**RECORD EXCERPTS:**
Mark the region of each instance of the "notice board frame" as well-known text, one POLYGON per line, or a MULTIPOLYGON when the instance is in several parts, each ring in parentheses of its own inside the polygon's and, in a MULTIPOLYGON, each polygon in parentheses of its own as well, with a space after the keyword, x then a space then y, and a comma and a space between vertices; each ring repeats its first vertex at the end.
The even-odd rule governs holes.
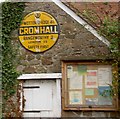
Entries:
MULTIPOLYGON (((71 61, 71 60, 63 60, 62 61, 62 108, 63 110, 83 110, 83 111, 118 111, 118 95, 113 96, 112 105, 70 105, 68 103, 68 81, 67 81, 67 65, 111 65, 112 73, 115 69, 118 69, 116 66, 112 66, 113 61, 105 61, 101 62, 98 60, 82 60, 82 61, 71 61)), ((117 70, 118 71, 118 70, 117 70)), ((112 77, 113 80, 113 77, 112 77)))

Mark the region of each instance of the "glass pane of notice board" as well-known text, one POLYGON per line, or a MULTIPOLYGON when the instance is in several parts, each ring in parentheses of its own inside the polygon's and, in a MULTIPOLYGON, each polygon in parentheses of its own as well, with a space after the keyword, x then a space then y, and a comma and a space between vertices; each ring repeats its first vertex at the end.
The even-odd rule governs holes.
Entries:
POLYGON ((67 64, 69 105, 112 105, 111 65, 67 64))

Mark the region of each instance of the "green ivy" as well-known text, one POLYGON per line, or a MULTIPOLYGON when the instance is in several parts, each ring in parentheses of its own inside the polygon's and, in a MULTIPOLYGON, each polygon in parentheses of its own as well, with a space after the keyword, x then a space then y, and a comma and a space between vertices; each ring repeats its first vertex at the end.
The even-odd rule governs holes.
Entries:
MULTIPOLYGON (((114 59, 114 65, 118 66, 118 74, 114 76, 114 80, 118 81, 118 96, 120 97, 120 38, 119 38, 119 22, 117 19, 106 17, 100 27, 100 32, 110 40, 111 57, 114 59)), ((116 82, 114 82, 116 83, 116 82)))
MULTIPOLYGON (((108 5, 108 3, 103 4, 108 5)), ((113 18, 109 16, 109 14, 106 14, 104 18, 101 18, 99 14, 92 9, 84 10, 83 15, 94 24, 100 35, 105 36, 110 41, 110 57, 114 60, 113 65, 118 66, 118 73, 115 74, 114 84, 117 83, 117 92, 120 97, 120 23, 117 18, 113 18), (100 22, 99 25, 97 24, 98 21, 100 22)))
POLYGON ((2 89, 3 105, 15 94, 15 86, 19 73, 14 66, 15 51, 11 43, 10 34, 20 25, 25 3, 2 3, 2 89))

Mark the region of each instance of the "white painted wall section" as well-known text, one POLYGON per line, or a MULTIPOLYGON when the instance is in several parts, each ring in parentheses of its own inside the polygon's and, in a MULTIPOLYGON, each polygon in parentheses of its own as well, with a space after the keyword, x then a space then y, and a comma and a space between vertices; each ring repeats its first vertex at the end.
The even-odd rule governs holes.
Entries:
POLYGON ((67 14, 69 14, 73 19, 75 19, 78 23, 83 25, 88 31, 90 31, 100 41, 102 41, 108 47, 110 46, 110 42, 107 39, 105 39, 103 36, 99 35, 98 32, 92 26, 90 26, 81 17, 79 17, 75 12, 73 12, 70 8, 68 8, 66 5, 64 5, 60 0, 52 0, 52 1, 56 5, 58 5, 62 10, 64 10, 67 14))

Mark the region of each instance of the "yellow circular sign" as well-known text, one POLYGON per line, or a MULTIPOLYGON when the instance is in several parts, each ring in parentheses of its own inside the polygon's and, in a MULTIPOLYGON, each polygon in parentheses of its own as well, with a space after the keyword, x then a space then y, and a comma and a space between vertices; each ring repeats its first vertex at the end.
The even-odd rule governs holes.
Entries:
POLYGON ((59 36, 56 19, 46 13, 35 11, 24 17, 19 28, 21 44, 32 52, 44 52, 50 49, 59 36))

**TASK OBJECTIVE:** Transcribe every entry exactly. Leave out the pictures.

**ANSWER BOX:**
Mark the region of each instance of the "notice board frame" as well-known text, one POLYGON per line, or a MULTIPOLYGON when the instance is in several parts, each ring in parentheses of its own inside the polygon's and, in a MULTIPOLYGON, each polygon in parentheses of its own as well, with a space after the keyword, x then a space then y, and a comma and a space between vertices; each ring repeats its first vertex at the end.
The even-odd rule governs holes.
Entries:
MULTIPOLYGON (((71 61, 71 60, 63 60, 62 61, 62 108, 63 110, 83 110, 83 111, 118 111, 118 95, 113 96, 112 105, 70 105, 68 103, 68 81, 67 81, 67 65, 111 65, 112 73, 115 69, 118 69, 116 66, 112 66, 113 61, 105 61, 101 62, 98 60, 82 60, 82 61, 71 61)), ((117 70, 118 71, 118 70, 117 70)), ((112 77, 113 80, 113 77, 112 77)))

Mark the region of each instance of the "glass pane of notice board" as well-known text, one POLYGON per line, or a MULTIPOLYGON when the instance is in several parts, each ring in parentheses of its own inside the polygon's and, in a MULTIPOLYGON, each polygon in parentheses of its own as well, with a space after the keyword, x then a space then y, and a comma and a space between vertices; each ring repeats its first vertex at the end.
The even-odd rule governs holes.
Entries:
POLYGON ((67 64, 69 105, 112 105, 111 65, 67 64))

Mark the region of each instance of the "green ivy" as well-known text, one POLYGON per line, or a MULTIPOLYGON when the instance is in several parts, each ring in parentheses of its own inside the polygon's and, in a MULTIPOLYGON, each polygon in parentheses of its own as well, with a space after the keyword, x then a space then y, and a comma and a space between vertices; each ring repeats its first vertex at the end.
The even-odd rule governs holes.
Entries:
MULTIPOLYGON (((114 59, 114 65, 118 66, 118 74, 114 76, 114 80, 118 81, 118 96, 120 97, 120 38, 119 38, 119 22, 117 19, 106 17, 100 27, 100 32, 110 40, 111 57, 114 59)), ((116 82, 114 82, 116 83, 116 82)))
MULTIPOLYGON (((108 5, 108 3, 103 4, 108 5)), ((113 18, 109 16, 109 14, 106 14, 104 18, 101 18, 99 14, 92 9, 84 10, 83 15, 94 24, 100 35, 105 36, 110 41, 110 57, 114 60, 113 65, 118 66, 118 73, 115 74, 114 84, 117 83, 117 92, 120 97, 120 23, 117 18, 113 18), (100 22, 99 25, 97 24, 98 21, 100 22)))
POLYGON ((2 89, 3 105, 15 94, 15 86, 19 73, 14 66, 15 51, 11 43, 10 34, 20 25, 25 3, 2 3, 2 89))

Mark the region of each instance of the "white painted wall section" as well-known text, one POLYGON per line, or a MULTIPOLYGON when the instance is in several parts, each ring in parentheses of its own inside the polygon's and, in a MULTIPOLYGON, each polygon in parentheses of its own as well, with a space after the keyword, x then a space then y, and a comma and a space between vertices; each ring repeats its first vertex at the end.
The even-odd rule governs holes.
Entries:
POLYGON ((67 14, 69 14, 73 19, 75 19, 78 23, 83 25, 88 31, 90 31, 100 41, 102 41, 108 47, 110 46, 110 42, 107 39, 105 39, 103 36, 99 35, 98 32, 92 26, 90 26, 81 17, 79 17, 75 12, 73 12, 70 8, 68 8, 66 5, 64 5, 60 0, 52 0, 52 1, 56 5, 58 5, 62 10, 64 10, 67 14))

Mark the region of each instance of the "yellow circular sign" as well-known text, one POLYGON per line, or a MULTIPOLYGON when the instance is in several parts, each ring in parentheses of its own inside the polygon's and, in a MULTIPOLYGON, each polygon in parentheses of its own as well, with a space after the keyword, x then a space then y, and a comma and a space between vertices; each ring repeats its first vertex at the end.
The even-odd rule governs holes.
Entries:
POLYGON ((59 36, 56 19, 46 13, 35 11, 24 17, 19 28, 21 44, 32 52, 44 52, 50 49, 59 36))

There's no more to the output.